▸ Texto proporcionado
════

Volví al día siguiente al Museo y el director, el señor Bachir Zuhdi, me esperaba ya. Era un hombre de mediana edad y de mediana estatura, con traje oscuro, camisa blanca y chalina, que tenía un gran bigote negro, el pelo rizado y enloquecido y pronunciadas entradas en la frente. Igual que Groucho Marx, con sus mismos ojos risueños y vivos. Un hombre cariñoso y entusiasta, enamorado de su trabajo y de su Museo, con más de cien publicaciones en su haber y miles de artículos en revistas de todo el mundo.

Fue él quien a lo largo de una mañana entera me contó la historia del Museo de Damasco y su propia historia tan ligadas que apenas se podría comprender la una sin la otra. Fueron horas deliciosas que no olvidaré, porque la pasión de un hombre por su trabajo me ha producido siempre más que entusiasmo, emoción. Y ya nunca podré separar la visita a este Museo y lo que contiene de los comentarios de ese hombre singular que hablaba de cada objeto, por insignificante que fuera, con la reverencia que le merecían las piezas únicas de tiempos pasados que a él habían sido confiadas, y a las que había dedicado lo mejor de su vida, todo su amor y miles de horas de estudio.

Hasta 1918, me contó, no hubo en Damasco un museo como lo entendemos ahora sino sólo un conjunto limitado de piezas y antigüedades que donaban a la ciudad las familias más cultas y adineradas, porque todas las demás piezas habían ido a parar al Museo Nacional de Estambul o a otros museos extranjeros. En 1919, en el primer y breve periodo de independencia que siguió a la salida de los turcos después de la Primera Guerra Mundial, se fundaron la Academia Árabe y el Museo Nacional que se instalaron en la ‘medersa’ Adiliya. Él recordaba aún, dijo, y la mirada tras las gafas adquirió un tono mate indescifrable porque la dirigía a un pasado donde no había lugar para mí, cuando en 1939 siendo todavía un niño, su padre, director entonces, lo había llevado a la inauguración del actual Museo cuya construcción se había iniciado en 1935.

– De alguna manera pertenezco a la tercera generación que dirige el Museo Arqueológico de Damasco -añadió con reverencia. Y abrió la puerta de su oficina que daba al jardín para indicarme que la visita comenzaba.

════

▸ Orden de trabajo 1
Responde con los datos del texto sobre el Museo de Damasco:
(a) ¿Cuántas publicaciones tiene en su haber el director del Museo?
(b) ¿En qué año se fundaron la Academia Árabe y el Museo Nacional?
(c) ¿En qué año se inició la construcción del actual Museo?
▸ Orden de trabajo 2
Convierte en una lista breve el párrafo del texto sobre el Museo de Damasco que empieza con "Hasta 1918, me contó" y conserva sus datos principales.
▸ Orden de trabajo 3
Continúa el texto sobre el Museo de Damasco a partir de la última oración.
Los registros que siguen no guardan relación con el texto sobre el Museo de Damasco.

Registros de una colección
════

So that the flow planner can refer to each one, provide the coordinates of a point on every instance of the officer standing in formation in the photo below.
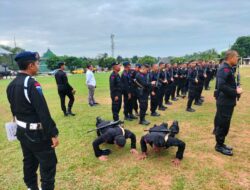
(115, 90)
(64, 89)
(226, 95)
(112, 134)
(144, 86)
(128, 92)
(36, 130)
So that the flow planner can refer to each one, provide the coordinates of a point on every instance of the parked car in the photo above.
(53, 72)
(78, 71)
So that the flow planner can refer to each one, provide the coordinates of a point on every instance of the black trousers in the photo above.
(161, 93)
(192, 94)
(143, 101)
(180, 85)
(207, 81)
(62, 95)
(168, 92)
(35, 154)
(172, 141)
(154, 101)
(198, 93)
(222, 122)
(135, 100)
(173, 90)
(116, 106)
(127, 104)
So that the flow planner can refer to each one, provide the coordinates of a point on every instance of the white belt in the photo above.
(32, 126)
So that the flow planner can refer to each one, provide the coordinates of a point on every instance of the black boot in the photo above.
(144, 122)
(190, 110)
(70, 112)
(223, 150)
(155, 114)
(132, 116)
(128, 118)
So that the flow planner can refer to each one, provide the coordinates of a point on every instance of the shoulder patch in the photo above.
(38, 88)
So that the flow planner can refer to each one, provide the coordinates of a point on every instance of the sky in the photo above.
(141, 27)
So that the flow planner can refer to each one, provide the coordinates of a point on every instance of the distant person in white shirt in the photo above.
(91, 83)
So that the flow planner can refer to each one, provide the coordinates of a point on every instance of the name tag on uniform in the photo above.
(11, 128)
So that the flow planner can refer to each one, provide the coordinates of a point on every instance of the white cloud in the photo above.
(158, 28)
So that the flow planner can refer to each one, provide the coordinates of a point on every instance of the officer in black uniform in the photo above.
(157, 139)
(192, 86)
(169, 87)
(227, 93)
(144, 86)
(135, 95)
(174, 71)
(36, 130)
(128, 92)
(115, 90)
(163, 85)
(64, 89)
(208, 70)
(155, 90)
(112, 134)
(201, 78)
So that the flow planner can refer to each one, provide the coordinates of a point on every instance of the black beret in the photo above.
(59, 64)
(138, 65)
(159, 141)
(120, 140)
(126, 63)
(146, 65)
(114, 63)
(27, 56)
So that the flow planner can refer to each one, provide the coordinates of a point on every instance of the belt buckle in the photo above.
(39, 126)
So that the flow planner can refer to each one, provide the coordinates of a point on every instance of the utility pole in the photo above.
(14, 41)
(112, 45)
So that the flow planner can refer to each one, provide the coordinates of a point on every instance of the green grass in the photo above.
(201, 168)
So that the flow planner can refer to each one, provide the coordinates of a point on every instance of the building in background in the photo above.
(43, 64)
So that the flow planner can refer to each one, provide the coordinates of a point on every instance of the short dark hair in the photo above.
(230, 53)
(23, 65)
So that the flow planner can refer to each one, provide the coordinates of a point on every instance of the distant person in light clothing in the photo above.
(91, 83)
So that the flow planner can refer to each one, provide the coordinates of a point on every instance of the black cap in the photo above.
(114, 63)
(59, 64)
(27, 56)
(159, 141)
(146, 65)
(126, 63)
(138, 65)
(120, 140)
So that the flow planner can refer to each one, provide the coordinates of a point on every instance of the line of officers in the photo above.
(161, 82)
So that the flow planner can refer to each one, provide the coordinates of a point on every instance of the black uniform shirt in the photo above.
(142, 79)
(115, 84)
(126, 81)
(226, 85)
(35, 112)
(62, 81)
(109, 137)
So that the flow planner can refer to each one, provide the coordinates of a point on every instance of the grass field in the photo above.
(201, 168)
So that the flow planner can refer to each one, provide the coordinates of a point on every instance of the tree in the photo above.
(134, 59)
(147, 60)
(108, 61)
(8, 59)
(242, 46)
(53, 61)
(119, 59)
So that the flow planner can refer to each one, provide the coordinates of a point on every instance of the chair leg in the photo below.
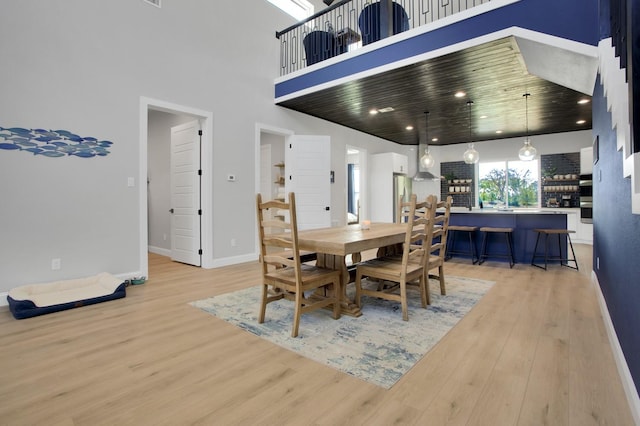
(451, 244)
(427, 290)
(424, 298)
(296, 314)
(336, 300)
(263, 303)
(403, 301)
(358, 283)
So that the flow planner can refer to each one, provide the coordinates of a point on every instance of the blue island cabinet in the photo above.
(524, 236)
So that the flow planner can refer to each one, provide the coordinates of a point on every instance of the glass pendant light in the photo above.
(427, 161)
(470, 156)
(528, 151)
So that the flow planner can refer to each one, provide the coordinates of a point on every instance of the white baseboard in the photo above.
(623, 369)
(159, 250)
(218, 263)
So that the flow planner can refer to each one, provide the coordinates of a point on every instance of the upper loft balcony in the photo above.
(355, 57)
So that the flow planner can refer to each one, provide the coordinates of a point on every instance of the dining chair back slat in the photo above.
(283, 273)
(400, 270)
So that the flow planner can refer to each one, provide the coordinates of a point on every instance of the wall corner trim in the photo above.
(623, 369)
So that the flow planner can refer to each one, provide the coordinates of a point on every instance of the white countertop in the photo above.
(517, 211)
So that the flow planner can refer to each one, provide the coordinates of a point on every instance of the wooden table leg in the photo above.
(338, 262)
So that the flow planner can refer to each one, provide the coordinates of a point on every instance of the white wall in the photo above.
(83, 66)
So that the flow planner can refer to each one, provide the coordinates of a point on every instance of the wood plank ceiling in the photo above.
(494, 78)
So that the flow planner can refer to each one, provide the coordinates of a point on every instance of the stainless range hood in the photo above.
(423, 174)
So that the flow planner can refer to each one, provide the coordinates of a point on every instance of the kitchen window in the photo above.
(509, 184)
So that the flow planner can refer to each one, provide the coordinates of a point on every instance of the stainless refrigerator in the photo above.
(401, 188)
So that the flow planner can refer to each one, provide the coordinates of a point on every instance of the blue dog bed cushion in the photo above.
(38, 299)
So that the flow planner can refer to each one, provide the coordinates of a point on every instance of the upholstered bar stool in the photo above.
(508, 234)
(454, 230)
(560, 257)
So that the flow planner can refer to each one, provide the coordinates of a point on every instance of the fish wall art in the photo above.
(52, 143)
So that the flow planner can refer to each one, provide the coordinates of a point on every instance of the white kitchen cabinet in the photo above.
(383, 168)
(586, 161)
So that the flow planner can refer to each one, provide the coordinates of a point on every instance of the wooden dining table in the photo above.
(334, 245)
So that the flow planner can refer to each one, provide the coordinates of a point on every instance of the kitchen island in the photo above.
(523, 222)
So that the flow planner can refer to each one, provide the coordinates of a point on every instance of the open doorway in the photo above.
(356, 172)
(156, 120)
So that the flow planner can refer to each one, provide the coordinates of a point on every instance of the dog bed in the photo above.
(39, 299)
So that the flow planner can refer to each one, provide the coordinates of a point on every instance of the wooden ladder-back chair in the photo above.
(439, 242)
(283, 273)
(402, 269)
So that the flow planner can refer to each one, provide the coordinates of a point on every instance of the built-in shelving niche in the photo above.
(464, 174)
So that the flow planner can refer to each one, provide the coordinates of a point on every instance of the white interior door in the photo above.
(307, 170)
(185, 193)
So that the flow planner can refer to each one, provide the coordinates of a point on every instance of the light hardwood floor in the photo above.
(534, 351)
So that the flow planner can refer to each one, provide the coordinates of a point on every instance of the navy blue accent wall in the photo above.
(575, 20)
(616, 237)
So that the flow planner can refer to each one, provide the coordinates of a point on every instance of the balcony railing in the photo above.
(350, 24)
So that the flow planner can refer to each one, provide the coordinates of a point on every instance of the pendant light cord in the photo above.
(526, 111)
(469, 103)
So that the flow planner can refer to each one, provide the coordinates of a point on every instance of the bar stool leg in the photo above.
(511, 258)
(546, 250)
(483, 253)
(575, 260)
(473, 250)
(535, 250)
(560, 249)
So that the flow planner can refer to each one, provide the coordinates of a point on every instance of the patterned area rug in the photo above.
(377, 347)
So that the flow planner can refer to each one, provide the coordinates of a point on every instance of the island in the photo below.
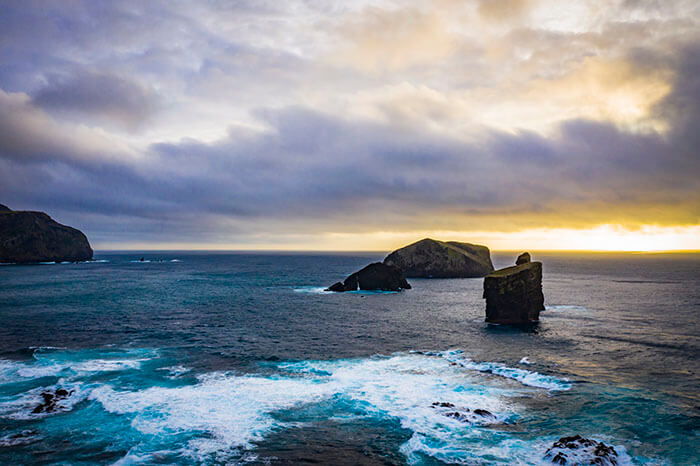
(376, 276)
(27, 237)
(429, 258)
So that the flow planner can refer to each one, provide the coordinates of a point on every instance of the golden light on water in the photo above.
(601, 238)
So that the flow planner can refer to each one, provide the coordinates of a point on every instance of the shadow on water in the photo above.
(513, 329)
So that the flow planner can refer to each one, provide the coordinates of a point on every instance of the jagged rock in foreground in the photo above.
(35, 237)
(429, 258)
(514, 294)
(579, 450)
(376, 276)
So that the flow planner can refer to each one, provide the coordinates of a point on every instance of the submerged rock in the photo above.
(27, 237)
(50, 399)
(464, 414)
(579, 450)
(514, 294)
(376, 276)
(429, 258)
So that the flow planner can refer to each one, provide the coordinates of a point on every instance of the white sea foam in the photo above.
(234, 410)
(312, 290)
(525, 377)
(175, 371)
(77, 368)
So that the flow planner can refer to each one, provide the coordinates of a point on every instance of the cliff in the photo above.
(27, 237)
(429, 258)
(376, 276)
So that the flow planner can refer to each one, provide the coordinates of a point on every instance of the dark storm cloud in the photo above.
(313, 166)
(68, 73)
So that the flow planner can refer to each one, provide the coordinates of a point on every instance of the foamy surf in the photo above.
(452, 414)
(525, 377)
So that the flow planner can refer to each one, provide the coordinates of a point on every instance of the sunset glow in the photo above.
(521, 124)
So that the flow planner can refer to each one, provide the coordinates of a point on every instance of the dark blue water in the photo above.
(226, 358)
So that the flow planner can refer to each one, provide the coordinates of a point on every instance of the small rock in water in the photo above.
(337, 287)
(579, 450)
(50, 399)
(442, 404)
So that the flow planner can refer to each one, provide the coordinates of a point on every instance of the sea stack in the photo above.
(514, 294)
(27, 237)
(376, 276)
(429, 258)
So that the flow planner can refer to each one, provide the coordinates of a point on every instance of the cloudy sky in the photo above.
(322, 124)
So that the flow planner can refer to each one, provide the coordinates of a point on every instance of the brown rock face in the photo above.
(27, 237)
(514, 294)
(376, 276)
(523, 258)
(429, 258)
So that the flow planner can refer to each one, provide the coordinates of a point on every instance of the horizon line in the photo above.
(601, 251)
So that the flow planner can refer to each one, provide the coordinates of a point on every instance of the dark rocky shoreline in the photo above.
(29, 237)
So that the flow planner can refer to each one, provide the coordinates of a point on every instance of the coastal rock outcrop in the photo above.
(514, 294)
(51, 401)
(523, 258)
(429, 258)
(376, 276)
(579, 450)
(27, 237)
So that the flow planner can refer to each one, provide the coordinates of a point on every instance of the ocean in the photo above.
(229, 358)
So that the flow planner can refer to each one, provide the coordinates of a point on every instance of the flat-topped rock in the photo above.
(429, 258)
(523, 258)
(376, 276)
(514, 294)
(27, 237)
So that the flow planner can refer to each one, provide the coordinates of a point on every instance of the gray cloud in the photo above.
(100, 98)
(295, 158)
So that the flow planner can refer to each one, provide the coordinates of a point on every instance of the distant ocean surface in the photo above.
(206, 358)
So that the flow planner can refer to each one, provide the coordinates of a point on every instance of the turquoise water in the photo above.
(242, 358)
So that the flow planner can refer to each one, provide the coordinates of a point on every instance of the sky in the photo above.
(363, 125)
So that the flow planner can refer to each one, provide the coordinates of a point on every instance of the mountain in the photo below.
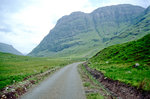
(9, 49)
(140, 26)
(83, 34)
(128, 62)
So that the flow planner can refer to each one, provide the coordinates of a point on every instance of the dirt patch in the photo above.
(91, 87)
(18, 89)
(118, 88)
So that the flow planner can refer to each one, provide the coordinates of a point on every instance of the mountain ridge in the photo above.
(9, 49)
(82, 32)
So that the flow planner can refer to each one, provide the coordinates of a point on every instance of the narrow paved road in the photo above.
(64, 84)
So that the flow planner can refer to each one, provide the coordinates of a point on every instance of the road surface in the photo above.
(64, 84)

════

▸ Respuesta del ejercicio 1
(a) Más de cien.
(b) En 1919.
(c) En 1935.

▸ Respuesta del ejercicio 2
- Hasta 1918 no hubo en Damasco un museo como se entiende hoy, sino solo un conjunto limitado de piezas que donaban las familias más cultas y adineradas. Las demás piezas habían ido a parar al Museo Nacional de Estambul o a otros museos extranjeros.
- En 1919, en el primer y breve periodo de independencia tras la salida de los turcos después de la Primera Guerra Mundial, se fundaron la Academia Árabe y el Museo Nacional. Ambos se instalaron en la medersa Adiliya.
- La construcción del actual Museo comenzó en 1935.
- En 1939, siendo todavía un niño, el director asistió a la inauguración del actual Museo. Lo llevó su padre, que entonces dirigía el Museo.

▸ Respuesta del ejercicio 3
– El Museo contiene una serie de monumentos reconstruidos: el hipogeo de Yarbay de Palmira del año 108 d.C; la sinagoga de Dura Europos del siglo III; una de las entradas de la mezquita Yalbuga; una sala damascena de 1737, entre otros. -Se detuvo ante una serie de columnas y piedras labradas y añadió-: He aquí el más reciente descubrimiento, esta columna octogonal junto a la fuente: hace poco más de dos meses la encontramos en una calle contigua y es de la época de los mamelucos. -Y estuvimos unos momentos admirando una de las veinte o treinta columnas que estaban esparcidas por el suelo.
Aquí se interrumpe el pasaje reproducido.